• **What the task requires**: Copy the data from the line holding "[locate] timber imprint" through the end of the data, inclusive, with the request lines kept as they are. Multiply each answer coordinate by 1.35 and round it to a whole number, rounding halves up.

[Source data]
————

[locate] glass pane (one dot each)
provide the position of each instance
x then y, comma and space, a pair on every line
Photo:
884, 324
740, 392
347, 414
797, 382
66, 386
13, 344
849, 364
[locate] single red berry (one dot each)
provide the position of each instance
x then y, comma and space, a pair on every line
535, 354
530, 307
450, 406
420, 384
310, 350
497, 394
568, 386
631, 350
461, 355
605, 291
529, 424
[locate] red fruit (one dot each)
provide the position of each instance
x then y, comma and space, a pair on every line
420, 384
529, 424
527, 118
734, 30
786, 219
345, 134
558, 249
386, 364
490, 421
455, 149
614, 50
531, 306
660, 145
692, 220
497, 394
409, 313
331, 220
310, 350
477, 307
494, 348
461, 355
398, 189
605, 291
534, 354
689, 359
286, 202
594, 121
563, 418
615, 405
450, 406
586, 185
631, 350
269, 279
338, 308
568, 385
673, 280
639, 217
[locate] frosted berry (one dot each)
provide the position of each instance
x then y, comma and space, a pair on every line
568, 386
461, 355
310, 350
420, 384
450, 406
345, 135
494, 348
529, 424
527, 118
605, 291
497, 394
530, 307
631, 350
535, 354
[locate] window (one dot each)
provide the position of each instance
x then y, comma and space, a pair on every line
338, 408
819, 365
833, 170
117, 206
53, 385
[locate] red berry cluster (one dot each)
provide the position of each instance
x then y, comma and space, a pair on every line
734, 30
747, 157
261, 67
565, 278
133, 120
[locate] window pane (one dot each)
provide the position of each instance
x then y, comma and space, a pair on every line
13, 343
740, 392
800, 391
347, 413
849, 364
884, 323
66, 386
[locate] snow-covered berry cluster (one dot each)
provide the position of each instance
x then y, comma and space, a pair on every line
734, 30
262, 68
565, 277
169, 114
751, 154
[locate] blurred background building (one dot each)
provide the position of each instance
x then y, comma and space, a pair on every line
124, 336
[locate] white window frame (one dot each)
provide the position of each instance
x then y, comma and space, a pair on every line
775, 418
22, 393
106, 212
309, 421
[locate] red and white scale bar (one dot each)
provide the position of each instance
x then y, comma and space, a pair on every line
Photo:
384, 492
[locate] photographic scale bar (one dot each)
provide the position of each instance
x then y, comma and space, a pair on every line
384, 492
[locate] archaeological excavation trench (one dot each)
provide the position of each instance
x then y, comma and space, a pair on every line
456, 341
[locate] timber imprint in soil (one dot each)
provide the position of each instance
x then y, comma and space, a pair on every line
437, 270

————

• **Result of the exercise**:
[locate] timber imprint in soil (one dot each)
provide the position of each instance
x then y, comma and space, a pair on every line
590, 365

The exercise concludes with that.